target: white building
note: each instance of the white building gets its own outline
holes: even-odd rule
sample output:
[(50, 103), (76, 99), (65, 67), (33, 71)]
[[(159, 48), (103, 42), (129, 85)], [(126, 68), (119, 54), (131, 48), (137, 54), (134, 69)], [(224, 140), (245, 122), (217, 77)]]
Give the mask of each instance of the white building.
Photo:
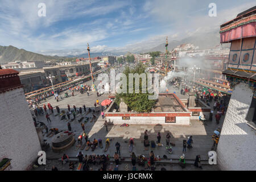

__________________________________________________

== Problem details ==
Pick out and copy every line in the material above that contains the word "each".

== Full response ==
note: each instance of the white building gets its own outline
Give the mask of each instance of the white building.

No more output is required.